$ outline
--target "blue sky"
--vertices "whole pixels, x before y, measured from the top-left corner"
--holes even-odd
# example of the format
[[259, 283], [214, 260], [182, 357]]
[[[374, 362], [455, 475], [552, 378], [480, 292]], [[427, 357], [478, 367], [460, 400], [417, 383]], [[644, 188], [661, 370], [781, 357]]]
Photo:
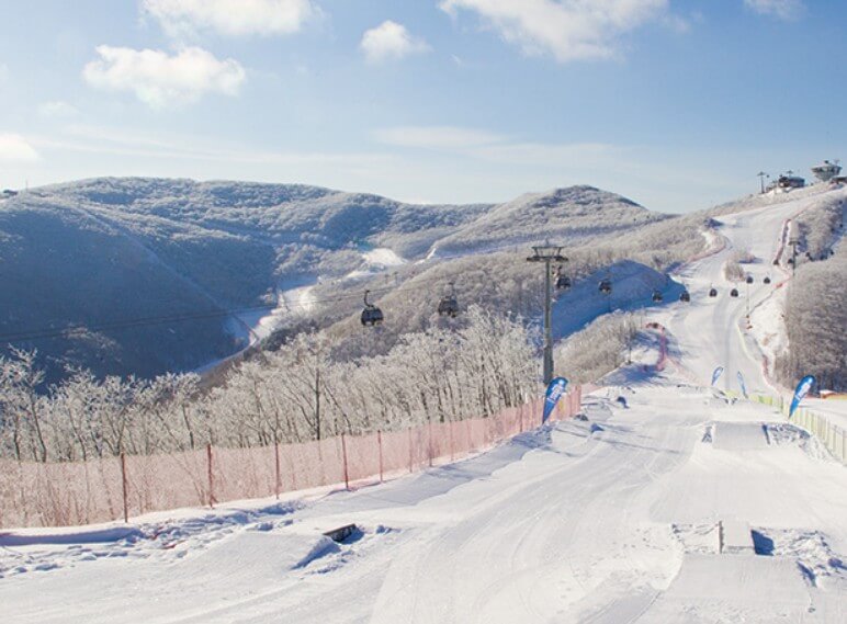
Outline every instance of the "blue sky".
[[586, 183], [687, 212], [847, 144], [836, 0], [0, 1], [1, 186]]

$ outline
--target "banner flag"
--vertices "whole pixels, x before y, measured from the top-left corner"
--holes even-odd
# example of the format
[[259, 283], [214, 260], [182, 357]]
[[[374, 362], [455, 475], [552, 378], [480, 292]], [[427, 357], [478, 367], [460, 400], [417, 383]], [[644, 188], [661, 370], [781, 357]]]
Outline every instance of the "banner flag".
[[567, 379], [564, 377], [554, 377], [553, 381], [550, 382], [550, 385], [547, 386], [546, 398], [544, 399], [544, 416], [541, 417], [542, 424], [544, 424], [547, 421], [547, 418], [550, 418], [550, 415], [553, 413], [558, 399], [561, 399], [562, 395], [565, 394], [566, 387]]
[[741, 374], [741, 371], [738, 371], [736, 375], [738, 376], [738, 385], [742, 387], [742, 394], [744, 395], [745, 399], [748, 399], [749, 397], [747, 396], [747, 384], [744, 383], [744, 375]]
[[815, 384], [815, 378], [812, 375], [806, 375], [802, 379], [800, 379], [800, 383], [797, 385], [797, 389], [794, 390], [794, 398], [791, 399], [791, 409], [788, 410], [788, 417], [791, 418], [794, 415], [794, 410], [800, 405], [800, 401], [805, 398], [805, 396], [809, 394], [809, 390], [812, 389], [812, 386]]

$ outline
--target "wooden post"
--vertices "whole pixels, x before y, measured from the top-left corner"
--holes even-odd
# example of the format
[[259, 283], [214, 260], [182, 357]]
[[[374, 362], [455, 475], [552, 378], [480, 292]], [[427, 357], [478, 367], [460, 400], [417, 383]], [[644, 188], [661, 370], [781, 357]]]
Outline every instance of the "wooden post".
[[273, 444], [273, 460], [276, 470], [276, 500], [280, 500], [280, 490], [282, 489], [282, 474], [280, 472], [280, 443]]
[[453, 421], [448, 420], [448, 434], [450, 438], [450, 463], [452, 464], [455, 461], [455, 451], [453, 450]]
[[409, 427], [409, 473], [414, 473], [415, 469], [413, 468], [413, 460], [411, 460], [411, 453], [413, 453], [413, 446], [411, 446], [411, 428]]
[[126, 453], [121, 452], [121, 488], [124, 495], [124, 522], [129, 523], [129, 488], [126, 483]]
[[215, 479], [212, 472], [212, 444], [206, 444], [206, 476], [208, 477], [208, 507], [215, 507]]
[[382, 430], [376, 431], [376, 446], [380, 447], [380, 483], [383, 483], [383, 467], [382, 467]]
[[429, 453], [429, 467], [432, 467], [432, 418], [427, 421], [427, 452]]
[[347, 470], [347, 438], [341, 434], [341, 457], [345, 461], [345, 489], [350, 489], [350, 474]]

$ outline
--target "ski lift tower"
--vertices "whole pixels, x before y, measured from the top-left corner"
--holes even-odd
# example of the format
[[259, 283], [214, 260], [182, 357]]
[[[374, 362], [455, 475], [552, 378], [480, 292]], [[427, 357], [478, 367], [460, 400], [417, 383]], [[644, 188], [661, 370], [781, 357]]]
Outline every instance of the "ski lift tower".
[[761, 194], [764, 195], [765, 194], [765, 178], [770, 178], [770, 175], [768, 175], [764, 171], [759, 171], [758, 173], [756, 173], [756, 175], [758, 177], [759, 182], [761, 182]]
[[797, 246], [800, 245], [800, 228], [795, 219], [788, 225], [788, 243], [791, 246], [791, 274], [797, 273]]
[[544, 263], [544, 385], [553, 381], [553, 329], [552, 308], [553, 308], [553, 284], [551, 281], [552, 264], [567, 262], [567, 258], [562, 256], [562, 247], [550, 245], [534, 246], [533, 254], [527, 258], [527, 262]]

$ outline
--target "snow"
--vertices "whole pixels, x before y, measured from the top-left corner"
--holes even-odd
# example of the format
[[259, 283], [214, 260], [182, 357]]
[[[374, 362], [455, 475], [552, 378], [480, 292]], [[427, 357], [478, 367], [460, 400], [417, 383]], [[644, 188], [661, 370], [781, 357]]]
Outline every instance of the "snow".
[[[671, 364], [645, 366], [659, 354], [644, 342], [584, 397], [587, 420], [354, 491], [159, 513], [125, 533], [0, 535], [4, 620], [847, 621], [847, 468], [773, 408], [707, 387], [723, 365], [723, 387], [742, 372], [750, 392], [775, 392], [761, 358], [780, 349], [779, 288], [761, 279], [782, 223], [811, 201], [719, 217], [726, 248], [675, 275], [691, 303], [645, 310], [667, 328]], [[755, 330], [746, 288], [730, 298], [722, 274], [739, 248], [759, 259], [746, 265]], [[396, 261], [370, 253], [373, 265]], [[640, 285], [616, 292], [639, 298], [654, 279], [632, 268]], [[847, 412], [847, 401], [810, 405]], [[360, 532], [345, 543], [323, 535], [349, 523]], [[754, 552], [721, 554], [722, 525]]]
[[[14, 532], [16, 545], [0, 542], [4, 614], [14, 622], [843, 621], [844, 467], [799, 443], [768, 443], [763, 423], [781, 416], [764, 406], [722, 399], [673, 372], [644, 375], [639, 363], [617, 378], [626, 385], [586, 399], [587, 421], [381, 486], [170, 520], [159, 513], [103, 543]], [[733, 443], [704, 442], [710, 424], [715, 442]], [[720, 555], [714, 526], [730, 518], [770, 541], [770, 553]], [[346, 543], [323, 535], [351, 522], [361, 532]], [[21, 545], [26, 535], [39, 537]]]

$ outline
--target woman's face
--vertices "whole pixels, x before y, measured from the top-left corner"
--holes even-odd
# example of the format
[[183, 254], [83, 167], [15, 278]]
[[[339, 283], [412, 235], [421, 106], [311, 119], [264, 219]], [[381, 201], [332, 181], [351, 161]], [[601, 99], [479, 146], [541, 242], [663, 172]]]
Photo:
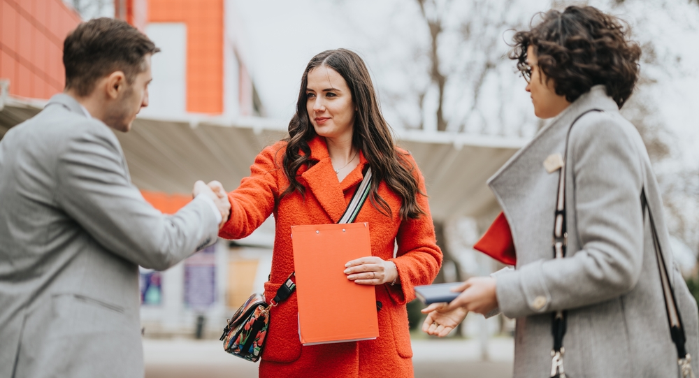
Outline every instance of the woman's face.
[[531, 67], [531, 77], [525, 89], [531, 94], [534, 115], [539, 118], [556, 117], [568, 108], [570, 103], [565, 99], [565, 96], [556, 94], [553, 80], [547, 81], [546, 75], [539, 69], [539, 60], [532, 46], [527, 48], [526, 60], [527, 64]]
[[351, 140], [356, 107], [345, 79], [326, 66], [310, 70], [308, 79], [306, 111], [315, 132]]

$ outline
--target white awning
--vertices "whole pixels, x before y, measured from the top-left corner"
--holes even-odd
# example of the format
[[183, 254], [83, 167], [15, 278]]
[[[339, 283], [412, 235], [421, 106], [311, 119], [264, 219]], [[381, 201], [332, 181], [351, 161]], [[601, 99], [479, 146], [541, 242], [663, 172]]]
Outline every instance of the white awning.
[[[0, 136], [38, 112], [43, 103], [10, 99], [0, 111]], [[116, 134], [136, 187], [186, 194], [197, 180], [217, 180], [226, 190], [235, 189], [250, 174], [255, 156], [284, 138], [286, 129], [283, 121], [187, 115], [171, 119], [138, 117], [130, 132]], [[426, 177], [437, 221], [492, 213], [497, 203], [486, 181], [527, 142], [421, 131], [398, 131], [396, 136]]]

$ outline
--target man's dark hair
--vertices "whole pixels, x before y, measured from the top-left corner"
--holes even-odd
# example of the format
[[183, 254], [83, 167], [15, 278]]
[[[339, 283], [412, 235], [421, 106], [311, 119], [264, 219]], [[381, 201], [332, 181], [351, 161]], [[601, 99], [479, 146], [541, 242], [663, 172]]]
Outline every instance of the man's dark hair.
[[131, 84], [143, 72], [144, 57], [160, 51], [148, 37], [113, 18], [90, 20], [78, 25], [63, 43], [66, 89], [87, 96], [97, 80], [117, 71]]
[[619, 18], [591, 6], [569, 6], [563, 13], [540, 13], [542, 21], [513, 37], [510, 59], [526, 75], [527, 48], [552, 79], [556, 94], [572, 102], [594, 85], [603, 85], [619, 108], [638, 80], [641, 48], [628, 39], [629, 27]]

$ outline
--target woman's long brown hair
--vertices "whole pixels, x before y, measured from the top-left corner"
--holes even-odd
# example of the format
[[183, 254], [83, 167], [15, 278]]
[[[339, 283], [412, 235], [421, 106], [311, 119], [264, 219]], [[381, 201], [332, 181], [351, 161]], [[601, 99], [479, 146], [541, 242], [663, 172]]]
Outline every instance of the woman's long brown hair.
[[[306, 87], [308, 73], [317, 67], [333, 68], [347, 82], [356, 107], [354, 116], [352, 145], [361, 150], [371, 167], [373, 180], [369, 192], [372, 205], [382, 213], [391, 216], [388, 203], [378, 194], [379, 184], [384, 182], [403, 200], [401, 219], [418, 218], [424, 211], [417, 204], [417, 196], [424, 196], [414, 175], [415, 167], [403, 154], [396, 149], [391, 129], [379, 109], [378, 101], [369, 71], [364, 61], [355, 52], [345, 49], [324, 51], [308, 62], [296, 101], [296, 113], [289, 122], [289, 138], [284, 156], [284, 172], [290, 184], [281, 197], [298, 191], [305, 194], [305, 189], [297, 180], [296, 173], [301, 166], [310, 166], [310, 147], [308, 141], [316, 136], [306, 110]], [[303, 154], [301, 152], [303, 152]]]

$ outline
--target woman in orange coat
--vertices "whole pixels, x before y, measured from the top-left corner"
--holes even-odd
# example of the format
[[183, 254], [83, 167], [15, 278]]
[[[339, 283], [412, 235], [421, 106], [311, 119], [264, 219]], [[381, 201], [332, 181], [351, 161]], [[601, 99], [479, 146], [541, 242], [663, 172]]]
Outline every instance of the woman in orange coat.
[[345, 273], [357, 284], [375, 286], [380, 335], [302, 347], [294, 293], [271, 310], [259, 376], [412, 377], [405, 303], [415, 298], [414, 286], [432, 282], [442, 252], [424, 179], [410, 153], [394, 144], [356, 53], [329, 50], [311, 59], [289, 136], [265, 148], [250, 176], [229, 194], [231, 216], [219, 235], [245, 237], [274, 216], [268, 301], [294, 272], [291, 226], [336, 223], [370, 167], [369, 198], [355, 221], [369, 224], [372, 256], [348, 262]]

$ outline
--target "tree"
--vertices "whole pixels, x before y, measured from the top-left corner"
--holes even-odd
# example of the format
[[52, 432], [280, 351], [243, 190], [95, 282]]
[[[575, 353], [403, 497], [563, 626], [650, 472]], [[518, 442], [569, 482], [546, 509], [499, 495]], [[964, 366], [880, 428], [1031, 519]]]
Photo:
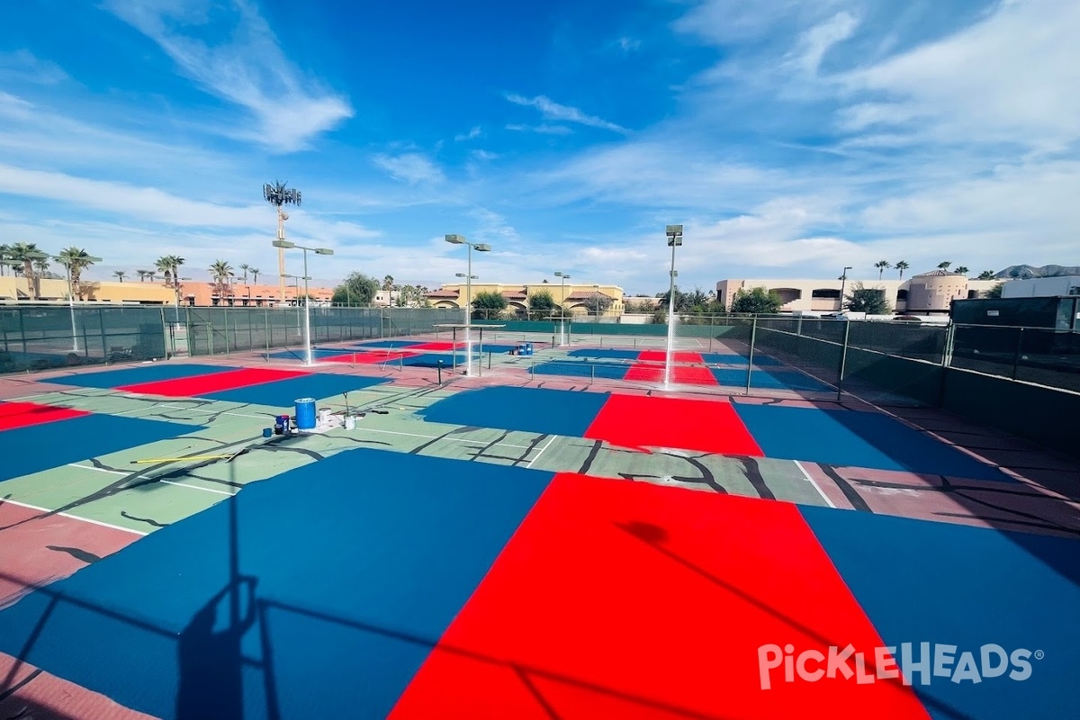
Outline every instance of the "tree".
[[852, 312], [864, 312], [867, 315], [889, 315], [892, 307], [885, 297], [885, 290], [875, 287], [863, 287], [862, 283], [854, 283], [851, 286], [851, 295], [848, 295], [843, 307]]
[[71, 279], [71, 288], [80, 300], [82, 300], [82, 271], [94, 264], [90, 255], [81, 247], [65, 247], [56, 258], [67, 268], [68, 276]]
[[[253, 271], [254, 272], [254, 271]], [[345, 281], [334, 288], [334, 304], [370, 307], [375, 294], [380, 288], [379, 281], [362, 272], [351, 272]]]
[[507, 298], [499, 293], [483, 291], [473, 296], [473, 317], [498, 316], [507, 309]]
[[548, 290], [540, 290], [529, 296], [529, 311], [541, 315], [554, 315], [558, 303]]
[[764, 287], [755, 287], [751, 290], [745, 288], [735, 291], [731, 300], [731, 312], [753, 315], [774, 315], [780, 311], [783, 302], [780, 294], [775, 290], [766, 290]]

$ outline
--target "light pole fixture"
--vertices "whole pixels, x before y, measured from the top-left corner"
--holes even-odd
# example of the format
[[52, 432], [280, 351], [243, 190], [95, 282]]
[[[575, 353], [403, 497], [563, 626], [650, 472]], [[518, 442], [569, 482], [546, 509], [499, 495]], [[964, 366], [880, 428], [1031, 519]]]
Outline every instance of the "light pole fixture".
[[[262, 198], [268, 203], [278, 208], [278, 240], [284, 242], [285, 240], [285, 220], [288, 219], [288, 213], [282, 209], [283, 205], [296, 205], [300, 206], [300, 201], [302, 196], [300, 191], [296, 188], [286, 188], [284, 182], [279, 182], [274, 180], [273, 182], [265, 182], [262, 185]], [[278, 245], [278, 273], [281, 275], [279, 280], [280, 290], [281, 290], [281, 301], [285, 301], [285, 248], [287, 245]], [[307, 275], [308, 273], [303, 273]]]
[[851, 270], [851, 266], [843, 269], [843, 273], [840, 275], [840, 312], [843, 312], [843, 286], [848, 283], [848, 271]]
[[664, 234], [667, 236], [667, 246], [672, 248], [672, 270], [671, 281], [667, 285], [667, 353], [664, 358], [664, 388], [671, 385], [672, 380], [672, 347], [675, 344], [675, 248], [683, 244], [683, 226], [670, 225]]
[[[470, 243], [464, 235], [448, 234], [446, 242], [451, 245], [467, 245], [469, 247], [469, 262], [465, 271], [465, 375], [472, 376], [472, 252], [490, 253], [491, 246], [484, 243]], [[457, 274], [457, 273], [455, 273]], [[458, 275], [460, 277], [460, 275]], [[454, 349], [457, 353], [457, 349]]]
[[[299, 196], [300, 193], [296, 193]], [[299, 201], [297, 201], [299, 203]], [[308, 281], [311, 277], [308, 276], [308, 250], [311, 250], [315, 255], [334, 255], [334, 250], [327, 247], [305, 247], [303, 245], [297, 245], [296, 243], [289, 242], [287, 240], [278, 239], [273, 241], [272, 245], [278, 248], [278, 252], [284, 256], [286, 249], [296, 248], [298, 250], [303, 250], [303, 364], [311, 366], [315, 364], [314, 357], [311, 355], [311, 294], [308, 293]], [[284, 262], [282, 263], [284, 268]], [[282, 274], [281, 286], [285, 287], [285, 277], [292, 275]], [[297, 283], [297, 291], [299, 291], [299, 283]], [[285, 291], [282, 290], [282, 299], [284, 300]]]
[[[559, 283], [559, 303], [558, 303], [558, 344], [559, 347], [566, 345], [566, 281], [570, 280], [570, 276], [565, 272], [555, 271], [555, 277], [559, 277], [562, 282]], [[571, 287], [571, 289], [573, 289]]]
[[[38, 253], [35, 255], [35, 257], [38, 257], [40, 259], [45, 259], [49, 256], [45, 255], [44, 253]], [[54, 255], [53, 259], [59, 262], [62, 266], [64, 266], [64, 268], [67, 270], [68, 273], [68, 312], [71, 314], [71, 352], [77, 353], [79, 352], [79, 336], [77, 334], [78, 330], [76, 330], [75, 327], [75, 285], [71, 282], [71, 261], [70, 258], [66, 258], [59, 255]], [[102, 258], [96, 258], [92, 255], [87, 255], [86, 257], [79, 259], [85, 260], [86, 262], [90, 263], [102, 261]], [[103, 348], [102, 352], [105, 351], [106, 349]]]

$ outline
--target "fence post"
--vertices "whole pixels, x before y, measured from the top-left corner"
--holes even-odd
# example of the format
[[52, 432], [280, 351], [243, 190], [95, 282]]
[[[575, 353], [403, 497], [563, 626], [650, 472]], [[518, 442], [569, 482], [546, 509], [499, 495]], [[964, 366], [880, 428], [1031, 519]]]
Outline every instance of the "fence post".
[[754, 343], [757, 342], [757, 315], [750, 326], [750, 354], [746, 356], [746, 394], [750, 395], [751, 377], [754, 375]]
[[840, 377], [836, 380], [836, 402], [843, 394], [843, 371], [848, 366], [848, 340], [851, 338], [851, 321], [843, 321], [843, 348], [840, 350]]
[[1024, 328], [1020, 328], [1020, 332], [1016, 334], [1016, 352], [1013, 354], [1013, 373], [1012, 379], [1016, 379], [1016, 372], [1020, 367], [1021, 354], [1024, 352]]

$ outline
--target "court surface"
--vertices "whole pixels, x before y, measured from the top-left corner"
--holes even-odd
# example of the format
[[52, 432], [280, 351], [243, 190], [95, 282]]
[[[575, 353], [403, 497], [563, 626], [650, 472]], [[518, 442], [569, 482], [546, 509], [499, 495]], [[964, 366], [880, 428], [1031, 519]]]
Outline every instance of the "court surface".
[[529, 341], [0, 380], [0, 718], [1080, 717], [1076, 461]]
----------------------------------------
Stellen Sie die Zeilen vom Anfang der Einträge bis einschließlich der Zeile mit „389], [812, 386]]“ als nummerierte Liste dar und lassen Sie dabei Leerzeilen aus. Die Bilder sollen in der Antwort nicht erscheinen.

1. $ outline
2. --target "blue sky"
3. --vertices "whole pixels, x before y, measured from the top-left corner"
4. --holes even-odd
5. # example of the format
6. [[259, 283], [214, 260], [182, 357]]
7. [[[374, 362], [455, 475], [552, 378], [480, 292]], [[427, 357], [478, 367], [460, 400], [417, 383]], [[644, 188], [661, 370], [781, 357]]]
8. Photo:
9. Outline every instance of the "blue sky".
10. [[586, 183], [687, 212], [847, 144], [836, 0], [0, 1], [1, 186]]
11. $ outline
12. --target "banner flag"
13. --vertices "whole pixels, x before y, measured from the top-left corner"
14. --holes even-odd
15. # example of the format
16. [[259, 283], [214, 260], [182, 357]]
17. [[[374, 362], [455, 475], [552, 378], [480, 292]], [[427, 357], [478, 367], [460, 400], [417, 383]], [[644, 188], [661, 370], [781, 357]]]
18. Outline every instance of the "banner flag".
19. [[567, 379], [564, 377], [554, 377], [553, 381], [550, 382], [550, 385], [547, 386], [546, 398], [544, 399], [544, 416], [541, 417], [542, 424], [544, 424], [547, 421], [547, 418], [550, 418], [550, 415], [553, 413], [558, 399], [561, 399], [562, 395], [565, 394], [566, 387]]
20. [[741, 374], [741, 371], [738, 371], [736, 375], [738, 376], [738, 385], [742, 387], [742, 394], [744, 395], [745, 399], [748, 399], [749, 397], [747, 396], [747, 384], [744, 383], [744, 375]]
21. [[815, 384], [815, 378], [812, 375], [806, 375], [802, 379], [800, 379], [800, 383], [797, 385], [797, 389], [794, 390], [794, 398], [791, 399], [791, 409], [788, 410], [788, 417], [791, 418], [794, 415], [794, 410], [800, 405], [800, 401], [805, 398], [805, 396], [809, 394], [809, 390], [812, 389], [812, 386]]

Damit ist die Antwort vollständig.